→ **Text for analysis**

BEGIN

[Babase] Re: Agnonisim and grooming errors

Susan Alberts alberts at duke.edu
Thu Mar 15 11:55:39 EDT 2007


OK thanks for this input from both Leah and Karl. All very helpful in 
getting me to underestand the issues more. See below.

>On 03/15/2007 09:02:24 AM, Leah Gerber wrote:
>>Susan,
>>
>>I think Karl is mostly concerned about how to document this for people
>>who
>>will be using grooming and agonism data. Is it safe to say that prior
>>to
>>2007 we will have to assume that grooms are NOT on the true dates?


Yes probably. See more below.

>>For
>>
>>agonisms I think we can have an earlier data from which the dates are
>>correct.


Yes, probably, question is what date. See below.

>
>My concern is that the data be usable.  If, for whatever data/
>whatever time period, sometimes the date was forced to the
>first of the month and sometimes it wasn't then the person
>looking at that data _should_ ignore the day information.
>To get a reasonable answer they should force all the dates
>to the first of the month and analyze things that way.
>In which case we may as well force the data to the first
>of the month ourselves because the user is surely going
>to forget to do it and struggle (somewhat) when they
>must do it......
>
>If I knew when dates were forced to the first of the
>month and when not I could adjust the rules, and
>document....


I suspect, just based on what the data looked like, that even though 
the rule was to just enter first of the month for all data, the rule 
was not always followed. I don't know this for sure but it seems an 
obvious conclusion from what the data look like. So, I think we have 
three choices.

One is to do some digging and figure out exactly when the dates were 
entered as 1st and when not, and karl writes the rules accordingly. 
This seems like poor return on our time investment, but I haven't 
given it much thought.

Two is to force the dates to the 1st prior to some reasonable date. 
The way to decide the date would be to look at the actual data and 
figure out when the preponderance of dates were entered as 1st and 
when this stopped. This might not be very exact -- we would need to 
look at the data to see how clear this is. The test would be, when 
are the data reasonably evenly distributed across days of the month?.

END

→ **Collected material**

BEGIN

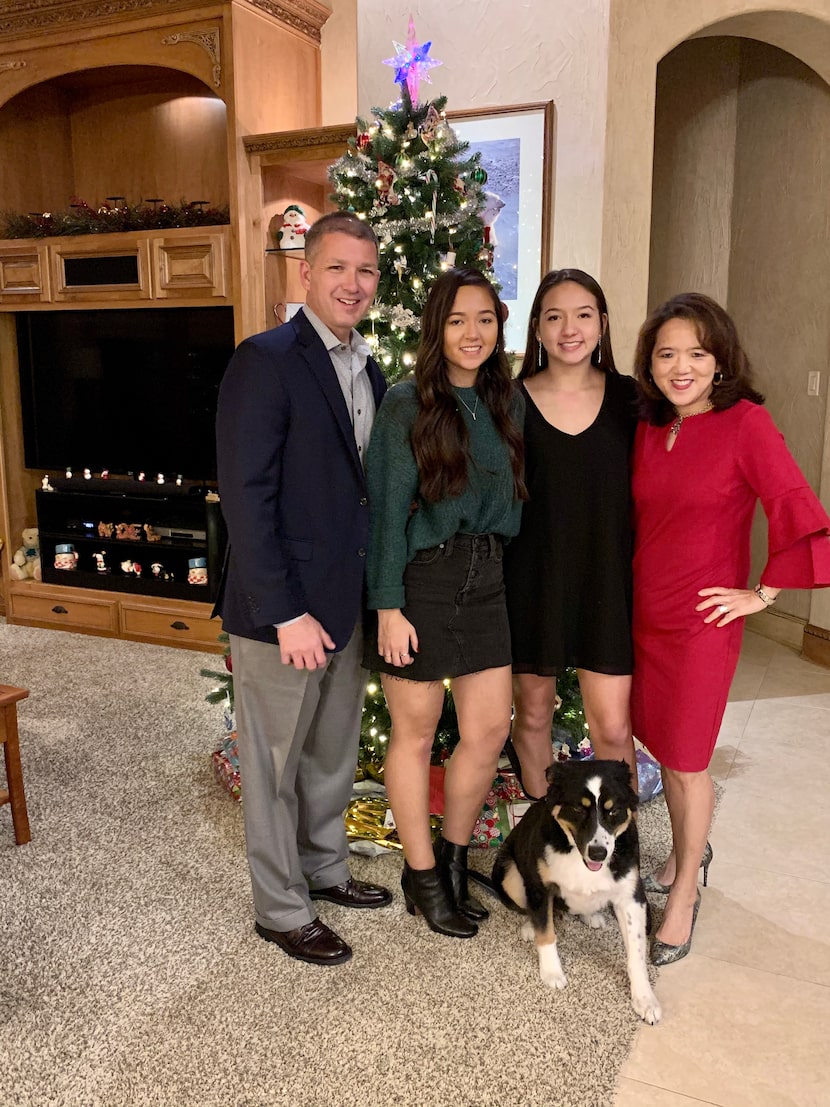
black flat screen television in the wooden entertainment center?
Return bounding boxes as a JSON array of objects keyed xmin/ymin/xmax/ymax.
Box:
[{"xmin": 17, "ymin": 307, "xmax": 234, "ymax": 482}]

END

→ **Required action**
Rewrite the message about grooming and agonism dates from "OK thanks for" up to and including "See more below.", substituting "feeding" for "grooming".

→ **Response area**
OK thanks for this input from both Leah and Karl. All very helpful in 
getting me to underestand the issues more. See below.

>On 03/15/2007 09:02:24 AM, Leah Gerber wrote:
>>Susan,
>>
>>I think Karl is mostly concerned about how to document this for people
>>who
>>will be using feeding and agonism data. Is it safe to say that prior
>>to
>>2007 we will have to assume that grooms are NOT on the true dates?


Yes probably. See more below.